*** Begin section ***

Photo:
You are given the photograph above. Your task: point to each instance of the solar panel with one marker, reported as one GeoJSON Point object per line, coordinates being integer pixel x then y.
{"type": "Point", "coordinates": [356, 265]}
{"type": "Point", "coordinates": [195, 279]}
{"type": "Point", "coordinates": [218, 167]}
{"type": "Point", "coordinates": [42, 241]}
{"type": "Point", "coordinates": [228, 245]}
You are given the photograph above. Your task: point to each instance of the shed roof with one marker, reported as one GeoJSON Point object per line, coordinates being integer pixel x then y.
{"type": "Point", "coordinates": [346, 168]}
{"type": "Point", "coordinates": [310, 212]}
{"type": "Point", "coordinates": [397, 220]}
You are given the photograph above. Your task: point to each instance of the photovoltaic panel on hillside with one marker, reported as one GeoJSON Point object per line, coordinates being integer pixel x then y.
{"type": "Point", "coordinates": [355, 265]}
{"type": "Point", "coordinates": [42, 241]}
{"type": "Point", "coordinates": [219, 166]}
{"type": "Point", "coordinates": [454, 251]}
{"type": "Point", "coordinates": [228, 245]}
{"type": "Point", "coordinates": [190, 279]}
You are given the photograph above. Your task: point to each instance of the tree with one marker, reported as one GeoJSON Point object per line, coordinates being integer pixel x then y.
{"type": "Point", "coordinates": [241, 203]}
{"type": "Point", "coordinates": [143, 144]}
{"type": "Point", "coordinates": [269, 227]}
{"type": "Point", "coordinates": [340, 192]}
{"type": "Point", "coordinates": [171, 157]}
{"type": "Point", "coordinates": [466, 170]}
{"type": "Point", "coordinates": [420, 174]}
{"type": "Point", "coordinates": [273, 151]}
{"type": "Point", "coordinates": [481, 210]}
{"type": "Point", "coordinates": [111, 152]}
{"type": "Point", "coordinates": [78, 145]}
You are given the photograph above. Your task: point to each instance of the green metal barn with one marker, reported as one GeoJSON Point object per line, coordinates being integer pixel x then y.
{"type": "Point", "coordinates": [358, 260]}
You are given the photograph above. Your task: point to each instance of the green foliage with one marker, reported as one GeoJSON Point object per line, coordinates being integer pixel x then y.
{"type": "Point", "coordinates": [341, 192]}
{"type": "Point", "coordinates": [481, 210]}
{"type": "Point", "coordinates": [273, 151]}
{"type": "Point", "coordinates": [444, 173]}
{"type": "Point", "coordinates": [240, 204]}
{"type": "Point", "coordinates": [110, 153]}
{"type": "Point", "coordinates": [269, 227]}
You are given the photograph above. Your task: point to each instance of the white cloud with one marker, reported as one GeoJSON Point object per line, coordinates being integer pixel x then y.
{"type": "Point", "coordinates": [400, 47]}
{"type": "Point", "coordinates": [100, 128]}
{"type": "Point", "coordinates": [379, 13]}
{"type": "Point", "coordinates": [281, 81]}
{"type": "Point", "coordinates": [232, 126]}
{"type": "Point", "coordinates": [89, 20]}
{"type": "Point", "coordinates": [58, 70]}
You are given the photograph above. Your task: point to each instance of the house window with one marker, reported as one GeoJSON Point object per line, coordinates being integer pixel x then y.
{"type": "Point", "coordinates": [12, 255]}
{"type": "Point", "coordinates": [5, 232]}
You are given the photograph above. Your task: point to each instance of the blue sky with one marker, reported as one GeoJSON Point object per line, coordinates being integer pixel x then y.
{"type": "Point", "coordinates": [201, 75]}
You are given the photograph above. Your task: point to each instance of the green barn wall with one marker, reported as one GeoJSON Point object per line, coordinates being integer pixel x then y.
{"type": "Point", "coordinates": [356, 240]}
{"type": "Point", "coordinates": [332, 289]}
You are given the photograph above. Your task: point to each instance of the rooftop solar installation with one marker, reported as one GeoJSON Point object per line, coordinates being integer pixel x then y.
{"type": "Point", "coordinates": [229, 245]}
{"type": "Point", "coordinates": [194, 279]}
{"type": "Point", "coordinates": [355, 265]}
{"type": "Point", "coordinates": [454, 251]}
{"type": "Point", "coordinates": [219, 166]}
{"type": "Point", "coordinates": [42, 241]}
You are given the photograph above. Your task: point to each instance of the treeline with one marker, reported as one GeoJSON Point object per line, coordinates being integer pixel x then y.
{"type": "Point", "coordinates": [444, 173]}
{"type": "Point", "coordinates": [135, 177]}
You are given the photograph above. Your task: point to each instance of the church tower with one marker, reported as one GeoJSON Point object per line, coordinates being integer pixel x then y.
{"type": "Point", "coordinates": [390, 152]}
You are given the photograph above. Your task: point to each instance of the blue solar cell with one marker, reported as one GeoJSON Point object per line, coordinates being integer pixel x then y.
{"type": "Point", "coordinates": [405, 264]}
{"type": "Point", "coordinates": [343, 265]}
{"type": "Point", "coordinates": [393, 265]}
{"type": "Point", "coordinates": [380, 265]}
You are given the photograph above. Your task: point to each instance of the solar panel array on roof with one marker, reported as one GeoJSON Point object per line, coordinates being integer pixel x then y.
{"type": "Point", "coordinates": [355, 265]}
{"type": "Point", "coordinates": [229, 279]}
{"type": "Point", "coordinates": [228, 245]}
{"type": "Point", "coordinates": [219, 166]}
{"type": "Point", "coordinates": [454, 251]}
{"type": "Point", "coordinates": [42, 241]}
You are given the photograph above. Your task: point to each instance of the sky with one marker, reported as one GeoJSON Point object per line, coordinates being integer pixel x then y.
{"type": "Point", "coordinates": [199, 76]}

*** End section ***

Task description: Please print all of the material again with no alteration.

Expected output:
Photo:
You are given the photograph above. Your task: point to each instance of the solar panel with one marker, reported as one GeoJSON Point object per line, coordinates being integer pixel x then y.
{"type": "Point", "coordinates": [356, 265]}
{"type": "Point", "coordinates": [195, 279]}
{"type": "Point", "coordinates": [218, 167]}
{"type": "Point", "coordinates": [42, 241]}
{"type": "Point", "coordinates": [228, 245]}
You are given the photograph above. Your task: point to each instance of the shed roof with one marker, reported as one GeoJSON Point object per line, coordinates being integer pixel x then y.
{"type": "Point", "coordinates": [346, 168]}
{"type": "Point", "coordinates": [310, 212]}
{"type": "Point", "coordinates": [397, 220]}
You are given the photograph above. Your task: point to each instance of the photovoltaic panel on hillside with one marker, reported as one GeoJSON Point object per line, coordinates being integer pixel x then y.
{"type": "Point", "coordinates": [355, 265]}
{"type": "Point", "coordinates": [42, 241]}
{"type": "Point", "coordinates": [219, 166]}
{"type": "Point", "coordinates": [454, 251]}
{"type": "Point", "coordinates": [228, 245]}
{"type": "Point", "coordinates": [190, 279]}
You are given the photograph above. Your task: point to each instance of the tree with one marker, reported as one GeoJSON Point object per line, coordinates being integer pixel x then y.
{"type": "Point", "coordinates": [241, 203]}
{"type": "Point", "coordinates": [143, 144]}
{"type": "Point", "coordinates": [269, 227]}
{"type": "Point", "coordinates": [340, 192]}
{"type": "Point", "coordinates": [171, 157]}
{"type": "Point", "coordinates": [466, 170]}
{"type": "Point", "coordinates": [420, 174]}
{"type": "Point", "coordinates": [273, 151]}
{"type": "Point", "coordinates": [481, 210]}
{"type": "Point", "coordinates": [111, 152]}
{"type": "Point", "coordinates": [78, 145]}
You are given the photograph above. Your task: point to each instance of the green metal barn with one marker, reported as one GeoJSON Point object per line, coordinates being integer pixel x then y.
{"type": "Point", "coordinates": [358, 260]}
You are given the photograph above. Your task: point to each instance of the green foliage with one marker, reported as one GeoJSON Point object per line, coordinates being integer pixel x then y.
{"type": "Point", "coordinates": [341, 192]}
{"type": "Point", "coordinates": [481, 210]}
{"type": "Point", "coordinates": [273, 151]}
{"type": "Point", "coordinates": [444, 173]}
{"type": "Point", "coordinates": [240, 204]}
{"type": "Point", "coordinates": [110, 153]}
{"type": "Point", "coordinates": [269, 227]}
You are given the photograph above. Your task: point to each instance of the white cloud with one marker, reported as one GeoJSON Point object per line, coordinates being integer pixel x then y.
{"type": "Point", "coordinates": [400, 47]}
{"type": "Point", "coordinates": [100, 128]}
{"type": "Point", "coordinates": [379, 13]}
{"type": "Point", "coordinates": [281, 81]}
{"type": "Point", "coordinates": [232, 126]}
{"type": "Point", "coordinates": [89, 20]}
{"type": "Point", "coordinates": [58, 70]}
You are given the photograph above. Your task: point to each instance of the house window with one marker, reported as one GeoJSON Point object per line, coordinates being integer pixel x then y.
{"type": "Point", "coordinates": [12, 255]}
{"type": "Point", "coordinates": [5, 232]}
You are given the photograph above. Your task: point to each instance of the blue sky with one marker, reported as one GeoJSON Point object per line, coordinates being integer pixel x then y.
{"type": "Point", "coordinates": [201, 75]}
You are given the photograph above. Your task: point to each instance of the green barn wall with one marker, reported as one GeoJSON Point object per line, coordinates being integer pixel x then y.
{"type": "Point", "coordinates": [356, 240]}
{"type": "Point", "coordinates": [332, 289]}
You are given the photograph above. Your task: point to each instance of the rooftop solar installation with one marker, reported as one GeoJSON Point object per line, coordinates being integer pixel x then y.
{"type": "Point", "coordinates": [229, 245]}
{"type": "Point", "coordinates": [194, 279]}
{"type": "Point", "coordinates": [355, 265]}
{"type": "Point", "coordinates": [454, 251]}
{"type": "Point", "coordinates": [219, 166]}
{"type": "Point", "coordinates": [42, 241]}
You are given the photograph above. Your task: point to each instance of the treeline with one marker, reported as one GeoJSON Point object per line, coordinates being integer pixel x then y.
{"type": "Point", "coordinates": [444, 173]}
{"type": "Point", "coordinates": [135, 177]}
You are given the photograph above. Your task: point to each instance of the church tower with one marker, reported as one GeoJSON Point object per line, coordinates being integer pixel x then y.
{"type": "Point", "coordinates": [390, 152]}
You are given the photograph above. Your task: point to each instance of the blue solar cell with one marker, reported as one GeoJSON Point object per line, coordinates being integer pixel x then y.
{"type": "Point", "coordinates": [405, 264]}
{"type": "Point", "coordinates": [343, 265]}
{"type": "Point", "coordinates": [393, 265]}
{"type": "Point", "coordinates": [380, 265]}
You are given the photograph above. Your task: point to each instance of the solar panel array on roof with one marker, reported as one GeoJSON Point object per line, coordinates being integer pixel x then y.
{"type": "Point", "coordinates": [355, 265]}
{"type": "Point", "coordinates": [229, 279]}
{"type": "Point", "coordinates": [228, 245]}
{"type": "Point", "coordinates": [219, 166]}
{"type": "Point", "coordinates": [454, 251]}
{"type": "Point", "coordinates": [42, 241]}
You are given the photograph above. Your task: point to each instance of the sky with one marker, reported as one GeoJSON Point object per line, coordinates being integer pixel x then y.
{"type": "Point", "coordinates": [199, 76]}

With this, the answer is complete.